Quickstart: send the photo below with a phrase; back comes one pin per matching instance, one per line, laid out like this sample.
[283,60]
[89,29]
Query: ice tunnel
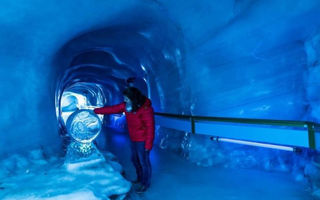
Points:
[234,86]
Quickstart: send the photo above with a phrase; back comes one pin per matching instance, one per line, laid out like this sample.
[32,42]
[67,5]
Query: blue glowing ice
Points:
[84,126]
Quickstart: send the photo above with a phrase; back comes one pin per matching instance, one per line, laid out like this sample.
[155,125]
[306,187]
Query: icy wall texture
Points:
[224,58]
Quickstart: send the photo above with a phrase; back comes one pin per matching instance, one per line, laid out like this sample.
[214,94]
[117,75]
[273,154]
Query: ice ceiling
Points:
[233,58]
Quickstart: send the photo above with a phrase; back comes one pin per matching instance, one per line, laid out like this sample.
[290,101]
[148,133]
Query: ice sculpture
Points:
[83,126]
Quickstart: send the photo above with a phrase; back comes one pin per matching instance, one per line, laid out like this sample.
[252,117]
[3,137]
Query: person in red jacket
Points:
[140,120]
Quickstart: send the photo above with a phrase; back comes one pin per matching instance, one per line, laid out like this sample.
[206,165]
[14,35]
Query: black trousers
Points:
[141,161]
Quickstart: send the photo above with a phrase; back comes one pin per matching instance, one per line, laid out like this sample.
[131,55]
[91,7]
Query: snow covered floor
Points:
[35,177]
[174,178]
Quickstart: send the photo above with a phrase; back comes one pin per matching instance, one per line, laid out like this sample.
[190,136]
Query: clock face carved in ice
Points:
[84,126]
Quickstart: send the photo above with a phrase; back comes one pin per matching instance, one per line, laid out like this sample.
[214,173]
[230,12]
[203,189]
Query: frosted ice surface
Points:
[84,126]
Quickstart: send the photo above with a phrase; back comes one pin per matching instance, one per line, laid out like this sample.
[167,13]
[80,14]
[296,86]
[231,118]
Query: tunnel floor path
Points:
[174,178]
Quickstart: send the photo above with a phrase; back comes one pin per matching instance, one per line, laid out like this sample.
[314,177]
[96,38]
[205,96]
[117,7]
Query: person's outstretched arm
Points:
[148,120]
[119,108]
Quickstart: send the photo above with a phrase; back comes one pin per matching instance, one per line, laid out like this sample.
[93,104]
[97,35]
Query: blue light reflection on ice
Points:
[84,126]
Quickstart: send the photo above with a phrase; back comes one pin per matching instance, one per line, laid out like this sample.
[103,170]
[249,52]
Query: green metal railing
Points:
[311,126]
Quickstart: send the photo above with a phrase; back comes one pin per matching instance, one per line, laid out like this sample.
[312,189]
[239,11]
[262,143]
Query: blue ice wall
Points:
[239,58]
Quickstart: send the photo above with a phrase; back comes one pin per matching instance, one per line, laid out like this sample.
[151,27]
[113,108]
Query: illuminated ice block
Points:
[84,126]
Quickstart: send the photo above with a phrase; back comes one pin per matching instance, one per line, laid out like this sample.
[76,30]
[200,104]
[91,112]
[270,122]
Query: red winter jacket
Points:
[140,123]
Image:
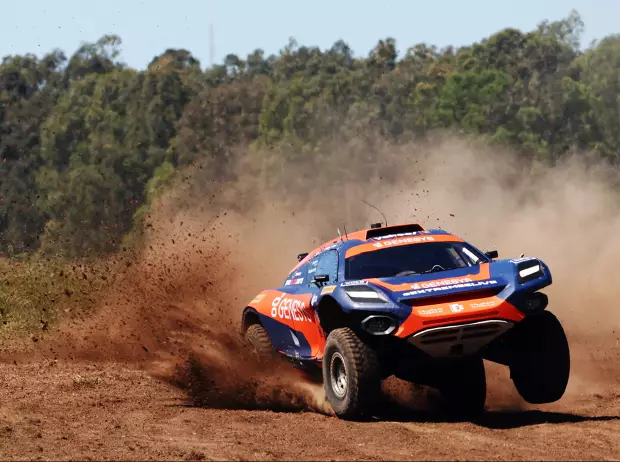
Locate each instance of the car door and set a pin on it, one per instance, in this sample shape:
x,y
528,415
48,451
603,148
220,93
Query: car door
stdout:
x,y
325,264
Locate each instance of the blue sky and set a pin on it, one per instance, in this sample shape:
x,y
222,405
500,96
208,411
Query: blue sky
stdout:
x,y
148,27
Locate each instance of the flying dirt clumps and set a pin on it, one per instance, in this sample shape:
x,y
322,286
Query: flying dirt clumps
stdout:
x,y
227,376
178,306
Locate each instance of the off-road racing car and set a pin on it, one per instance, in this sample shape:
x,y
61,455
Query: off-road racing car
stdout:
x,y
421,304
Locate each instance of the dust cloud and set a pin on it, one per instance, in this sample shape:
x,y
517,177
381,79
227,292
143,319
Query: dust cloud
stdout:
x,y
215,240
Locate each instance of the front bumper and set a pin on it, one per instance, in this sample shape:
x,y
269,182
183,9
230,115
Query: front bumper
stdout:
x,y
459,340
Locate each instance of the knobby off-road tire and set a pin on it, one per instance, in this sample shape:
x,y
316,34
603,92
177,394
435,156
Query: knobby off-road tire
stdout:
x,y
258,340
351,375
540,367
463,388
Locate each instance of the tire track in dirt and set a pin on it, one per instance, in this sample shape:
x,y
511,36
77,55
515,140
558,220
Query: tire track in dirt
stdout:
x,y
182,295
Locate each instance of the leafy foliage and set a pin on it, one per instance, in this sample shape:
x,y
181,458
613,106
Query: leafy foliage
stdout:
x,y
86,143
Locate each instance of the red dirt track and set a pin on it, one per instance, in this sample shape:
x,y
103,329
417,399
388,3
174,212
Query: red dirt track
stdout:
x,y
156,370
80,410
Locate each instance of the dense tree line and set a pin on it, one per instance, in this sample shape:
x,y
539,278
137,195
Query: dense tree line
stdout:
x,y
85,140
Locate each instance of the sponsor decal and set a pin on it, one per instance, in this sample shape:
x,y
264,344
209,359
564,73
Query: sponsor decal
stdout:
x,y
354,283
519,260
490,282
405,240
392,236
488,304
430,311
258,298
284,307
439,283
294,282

···

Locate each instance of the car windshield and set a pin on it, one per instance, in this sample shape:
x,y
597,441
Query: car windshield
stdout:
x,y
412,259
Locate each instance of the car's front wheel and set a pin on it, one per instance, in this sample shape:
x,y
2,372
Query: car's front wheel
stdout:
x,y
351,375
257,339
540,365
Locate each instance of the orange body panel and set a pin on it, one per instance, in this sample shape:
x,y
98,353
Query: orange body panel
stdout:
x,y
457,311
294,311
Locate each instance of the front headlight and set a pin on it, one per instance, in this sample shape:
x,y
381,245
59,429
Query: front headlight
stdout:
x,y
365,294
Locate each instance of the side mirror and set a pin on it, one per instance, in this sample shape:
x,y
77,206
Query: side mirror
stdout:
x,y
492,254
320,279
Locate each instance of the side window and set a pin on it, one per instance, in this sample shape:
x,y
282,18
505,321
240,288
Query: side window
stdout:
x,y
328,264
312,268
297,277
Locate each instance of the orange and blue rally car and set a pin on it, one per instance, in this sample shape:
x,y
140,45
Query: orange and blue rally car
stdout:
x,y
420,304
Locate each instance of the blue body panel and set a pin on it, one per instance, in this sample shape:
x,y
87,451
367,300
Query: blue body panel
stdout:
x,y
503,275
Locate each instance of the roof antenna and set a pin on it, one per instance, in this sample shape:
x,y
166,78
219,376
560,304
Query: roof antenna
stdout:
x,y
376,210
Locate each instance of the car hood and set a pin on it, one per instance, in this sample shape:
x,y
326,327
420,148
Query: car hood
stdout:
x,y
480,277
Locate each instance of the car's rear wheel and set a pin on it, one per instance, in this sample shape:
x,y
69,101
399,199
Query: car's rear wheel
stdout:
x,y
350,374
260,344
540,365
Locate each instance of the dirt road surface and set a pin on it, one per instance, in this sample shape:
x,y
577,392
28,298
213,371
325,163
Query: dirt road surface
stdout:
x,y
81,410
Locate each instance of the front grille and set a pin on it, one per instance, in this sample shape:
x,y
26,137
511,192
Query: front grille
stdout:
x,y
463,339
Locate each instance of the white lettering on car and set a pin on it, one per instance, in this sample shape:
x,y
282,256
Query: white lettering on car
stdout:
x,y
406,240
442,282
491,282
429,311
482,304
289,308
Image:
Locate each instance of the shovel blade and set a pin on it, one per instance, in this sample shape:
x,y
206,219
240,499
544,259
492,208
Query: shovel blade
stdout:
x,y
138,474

···

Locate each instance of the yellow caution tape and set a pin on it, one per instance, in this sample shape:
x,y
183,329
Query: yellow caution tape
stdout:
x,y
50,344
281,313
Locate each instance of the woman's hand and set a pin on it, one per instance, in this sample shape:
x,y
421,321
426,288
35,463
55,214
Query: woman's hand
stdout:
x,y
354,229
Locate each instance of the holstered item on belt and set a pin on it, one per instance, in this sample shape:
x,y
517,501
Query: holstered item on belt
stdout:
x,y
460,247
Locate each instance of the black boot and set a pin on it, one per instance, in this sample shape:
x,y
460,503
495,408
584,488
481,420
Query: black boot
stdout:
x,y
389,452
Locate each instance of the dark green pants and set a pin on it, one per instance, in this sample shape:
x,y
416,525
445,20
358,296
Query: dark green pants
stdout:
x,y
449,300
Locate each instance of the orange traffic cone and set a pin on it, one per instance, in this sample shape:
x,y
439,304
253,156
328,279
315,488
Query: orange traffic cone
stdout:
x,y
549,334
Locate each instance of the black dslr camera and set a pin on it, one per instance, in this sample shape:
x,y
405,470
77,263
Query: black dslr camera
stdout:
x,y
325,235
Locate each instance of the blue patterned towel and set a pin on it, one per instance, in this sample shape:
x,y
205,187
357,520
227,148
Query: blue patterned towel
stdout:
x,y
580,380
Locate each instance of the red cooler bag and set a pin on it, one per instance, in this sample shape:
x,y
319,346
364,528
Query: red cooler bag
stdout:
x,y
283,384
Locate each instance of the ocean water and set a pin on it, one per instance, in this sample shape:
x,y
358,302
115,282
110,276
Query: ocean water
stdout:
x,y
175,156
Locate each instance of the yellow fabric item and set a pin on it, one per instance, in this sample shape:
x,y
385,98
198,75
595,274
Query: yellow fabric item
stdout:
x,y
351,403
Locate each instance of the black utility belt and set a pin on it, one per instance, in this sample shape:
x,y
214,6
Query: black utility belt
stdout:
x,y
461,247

···

Find every line in the data above that contains the word "dark", and copy each of those lines. Case counts.

Locate each instance of the dark green pants and set a pin on it, one per instance, in this sample shape:
Query: dark green pants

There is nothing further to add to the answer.